— Given exercise a —
List the distinct usernames shown in the post headers of the archery forum thread.

— Excerpt provided —
•••

And to really draw the people in..........................................





I may even be there!


----------



## Michael Lee (Feb 20, 2009)

DaddyPaul said:


> And to really draw the people in..........................................
> 
> 
> 
> ...



Dang now everyone won't show up!


----------



## DaddyPaul (Feb 20, 2009)

Michael Lee said:


> Dang now everyone won't show up!



'Cause they're scared.................................right?


----------



## whitetaco02 (Feb 20, 2009)

If I can get this bow set up and feel comfortable with it, I will be there. (hopefully)


----------



## Hawire (Feb 20, 2009)

whitetaco02 said:


> If I can get this bow set up and feel comfortable with it, I will be there. (hopefully)



You'll have it set up in plenty of time. Probably spank all of our tails.


----------



## whitetaco02 (Feb 20, 2009)

Hawire said:


> You'll have it set up in plenty of time. Probably spank all of our tails.



Nah!  It has been a long time since I have shot 3d.


----------



## DaddyPaul (Feb 20, 2009)

whitetaco02 said:


> If I can get this bow set up and feel comfortable with it, I will be there. (hopefully)



I don't even own a bow at the moment!


----------



## Hawire (Feb 20, 2009)

DaddyPaul said:


> I don't even own a bow at the moment!



We'll let you throw rocks!!


----------



## DaddyPaul (Feb 20, 2009)

Hawire said:


> We'll let you throw rocks!!



Careful, I toed the rubber for Valdosta State back in the day! 

I may just own an Alpha Max 35 by sundown tomorrow.

•••

Point labeling examples

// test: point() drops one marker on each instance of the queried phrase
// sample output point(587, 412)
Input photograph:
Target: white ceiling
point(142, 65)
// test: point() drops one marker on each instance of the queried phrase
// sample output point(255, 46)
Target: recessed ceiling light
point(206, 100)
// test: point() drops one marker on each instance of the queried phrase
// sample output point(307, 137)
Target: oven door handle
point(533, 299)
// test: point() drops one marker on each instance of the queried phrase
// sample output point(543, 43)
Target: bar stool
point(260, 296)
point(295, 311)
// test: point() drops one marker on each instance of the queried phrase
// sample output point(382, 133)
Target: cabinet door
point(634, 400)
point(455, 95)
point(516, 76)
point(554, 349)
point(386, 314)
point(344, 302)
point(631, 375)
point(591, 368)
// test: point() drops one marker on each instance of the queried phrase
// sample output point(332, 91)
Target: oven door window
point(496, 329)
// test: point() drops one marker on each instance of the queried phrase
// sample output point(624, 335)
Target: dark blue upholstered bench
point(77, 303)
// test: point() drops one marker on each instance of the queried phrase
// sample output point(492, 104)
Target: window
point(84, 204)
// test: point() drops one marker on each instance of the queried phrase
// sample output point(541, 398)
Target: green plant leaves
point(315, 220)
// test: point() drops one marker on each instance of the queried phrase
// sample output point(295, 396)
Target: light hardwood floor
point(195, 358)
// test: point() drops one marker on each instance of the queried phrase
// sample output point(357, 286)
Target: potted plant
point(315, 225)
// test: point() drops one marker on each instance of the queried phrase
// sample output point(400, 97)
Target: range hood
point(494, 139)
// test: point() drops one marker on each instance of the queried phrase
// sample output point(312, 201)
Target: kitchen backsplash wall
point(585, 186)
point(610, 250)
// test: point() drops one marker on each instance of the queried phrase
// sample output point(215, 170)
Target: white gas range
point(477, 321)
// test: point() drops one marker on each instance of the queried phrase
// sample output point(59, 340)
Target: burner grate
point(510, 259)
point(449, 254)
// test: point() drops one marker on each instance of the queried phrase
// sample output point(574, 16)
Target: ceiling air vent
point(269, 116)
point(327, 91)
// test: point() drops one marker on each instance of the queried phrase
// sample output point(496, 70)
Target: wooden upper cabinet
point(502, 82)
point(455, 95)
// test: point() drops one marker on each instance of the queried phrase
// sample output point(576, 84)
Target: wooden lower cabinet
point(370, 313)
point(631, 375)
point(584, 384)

•••

— Given exercise b —
Revise the listing from its first line through the line containing "point(315, 220)", inclusive, replacing "bar stool" with "counter stool" and leaving everything else unchanged.

— Expected output a —
Michael Lee, DaddyPaul, whitetaco02, Hawire

— Expected output b —
// test: point() drops one marker on each instance of the queried phrase
// sample output point(587, 412)
Input photograph:
Target: white ceiling
point(142, 65)
// test: point() drops one marker on each instance of the queried phrase
// sample output point(255, 46)
Target: recessed ceiling light
point(206, 100)
// test: point() drops one marker on each instance of the queried phrase
// sample output point(307, 137)
Target: oven door handle
point(533, 299)
// test: point() drops one marker on each instance of the queried phrase
// sample output point(543, 43)
Target: counter stool
point(260, 296)
point(295, 311)
// test: point() drops one marker on each instance of the queried phrase
// sample output point(382, 133)
Target: cabinet door
point(634, 400)
point(455, 95)
point(516, 76)
point(554, 349)
point(386, 314)
point(344, 302)
point(631, 375)
point(591, 368)
// test: point() drops one marker on each instance of the queried phrase
// sample output point(332, 91)
Target: oven door window
point(496, 329)
// test: point() drops one marker on each instance of the queried phrase
// sample output point(624, 335)
Target: dark blue upholstered bench
point(77, 303)
// test: point() drops one marker on each instance of the queried phrase
// sample output point(492, 104)
Target: window
point(84, 204)
// test: point() drops one marker on each instance of the queried phrase
// sample output point(541, 398)
Target: green plant leaves
point(315, 220)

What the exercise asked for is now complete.